SOURCE DATA
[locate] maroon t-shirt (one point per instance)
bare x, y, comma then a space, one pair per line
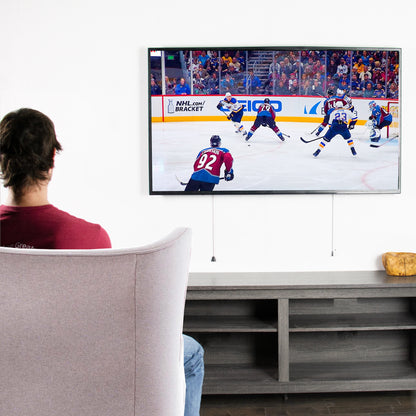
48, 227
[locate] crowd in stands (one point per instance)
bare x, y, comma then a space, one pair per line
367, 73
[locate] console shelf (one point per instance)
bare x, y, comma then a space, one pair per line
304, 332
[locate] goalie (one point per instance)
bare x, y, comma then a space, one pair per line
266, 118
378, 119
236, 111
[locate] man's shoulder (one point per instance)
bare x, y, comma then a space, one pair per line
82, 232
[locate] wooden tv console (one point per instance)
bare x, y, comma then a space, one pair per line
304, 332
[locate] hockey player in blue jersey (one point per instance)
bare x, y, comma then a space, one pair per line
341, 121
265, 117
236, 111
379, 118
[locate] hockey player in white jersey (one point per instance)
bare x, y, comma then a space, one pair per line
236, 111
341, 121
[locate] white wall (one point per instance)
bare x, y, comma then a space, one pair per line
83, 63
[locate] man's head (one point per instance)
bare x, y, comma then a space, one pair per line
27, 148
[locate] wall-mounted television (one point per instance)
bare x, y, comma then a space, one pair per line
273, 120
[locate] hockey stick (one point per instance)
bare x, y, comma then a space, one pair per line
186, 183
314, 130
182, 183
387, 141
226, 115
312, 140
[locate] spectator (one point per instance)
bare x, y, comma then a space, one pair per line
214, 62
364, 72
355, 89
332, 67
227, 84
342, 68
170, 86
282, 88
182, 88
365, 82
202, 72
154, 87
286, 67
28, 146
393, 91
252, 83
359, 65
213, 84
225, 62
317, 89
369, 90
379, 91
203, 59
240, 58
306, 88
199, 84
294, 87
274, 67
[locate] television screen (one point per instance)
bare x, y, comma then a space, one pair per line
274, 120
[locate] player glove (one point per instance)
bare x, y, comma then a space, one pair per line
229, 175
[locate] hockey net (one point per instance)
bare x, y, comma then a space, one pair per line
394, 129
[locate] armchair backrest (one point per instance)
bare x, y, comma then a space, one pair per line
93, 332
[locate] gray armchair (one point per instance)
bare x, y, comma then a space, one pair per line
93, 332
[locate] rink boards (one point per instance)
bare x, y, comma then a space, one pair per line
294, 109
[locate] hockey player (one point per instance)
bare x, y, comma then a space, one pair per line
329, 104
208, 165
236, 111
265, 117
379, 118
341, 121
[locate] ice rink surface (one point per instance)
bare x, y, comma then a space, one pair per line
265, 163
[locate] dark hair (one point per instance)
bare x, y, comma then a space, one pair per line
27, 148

TASK ITEM
Quote the preceding records in their entirety, excluding every picture.

RESPONSE BOX
[locate] maroon t-shirt (one point per instance)
bare x, y, comma then a space, one pair per line
48, 227
[locate] crowd in stands (one point per instance)
bare x, y, comma then a space, one pair per line
367, 73
[locate] console shelf (one point per instance)
bare x, y, comma then a space, one pair per line
304, 332
[locate] goalie (one point per instance)
bare x, y, comma then a space, one pair per line
266, 118
378, 119
236, 111
[locate] man's shoulder (one point per instance)
bare x, y, comma then a space, one pair per line
82, 232
[locate] wooden tv console (one point per instance)
bare x, y, comma then a space, one pair per line
304, 332
[locate] hockey player in blue jersey (one point per instance)
bare x, y, comma then a space, one pair per line
341, 121
265, 117
236, 111
379, 118
[locate] hockey player in white jersey (one point per instance)
bare x, y, comma then a space, one pair per line
236, 111
341, 121
[locate] white wall (one point per instance)
bare x, y, comma then a space, one pair per line
83, 63
[locate] man's head (one point per instance)
bare x, y, comma then a space, one pair per line
27, 148
[locate] wall-mounted television (one point per instance)
bare x, y, comma then a space, one pair per line
273, 120
[locate] hockey stick (one point per instance)
bare x, y, comma then a space, one pair per line
186, 183
314, 130
182, 183
387, 141
226, 115
312, 140
[locate] spectator (one point per instance)
bare x, y, comma then a space, one pair per line
214, 62
364, 72
355, 89
332, 67
227, 84
342, 68
170, 86
282, 88
182, 88
365, 82
202, 72
154, 87
286, 67
28, 146
393, 91
252, 83
359, 65
213, 84
225, 62
317, 89
369, 90
379, 91
203, 59
240, 58
306, 88
199, 84
294, 87
274, 67
[locate] television screen (one point per instance)
bare x, y, comma then a space, one pair per line
274, 120
[locate] player glove (one point per instance)
bare x, y, comma then a space, one pair per line
229, 175
[locate] hockey net (one point per instance)
bare x, y, comma then a space, one pair per line
394, 129
[locate] armchair backrest (one point per instance)
bare x, y, comma then a space, one pair per line
93, 332
[locate] gray armchair (one point per instance)
bare x, y, comma then a space, one pair per line
93, 332
[locate] rink boards (one point per instance)
bare x, y, comma then a space, one pair per line
294, 109
[locate] hockey player (one point per instance)
bare x, y, comma then a space, one pair per line
329, 104
208, 165
236, 111
265, 117
379, 118
341, 121
[locate] ice rink surface (one point per instance)
bare x, y, comma then a space, one pair per line
265, 163
[locate] dark hair (one point per instance)
bare x, y, comma then a space, one pair per line
27, 148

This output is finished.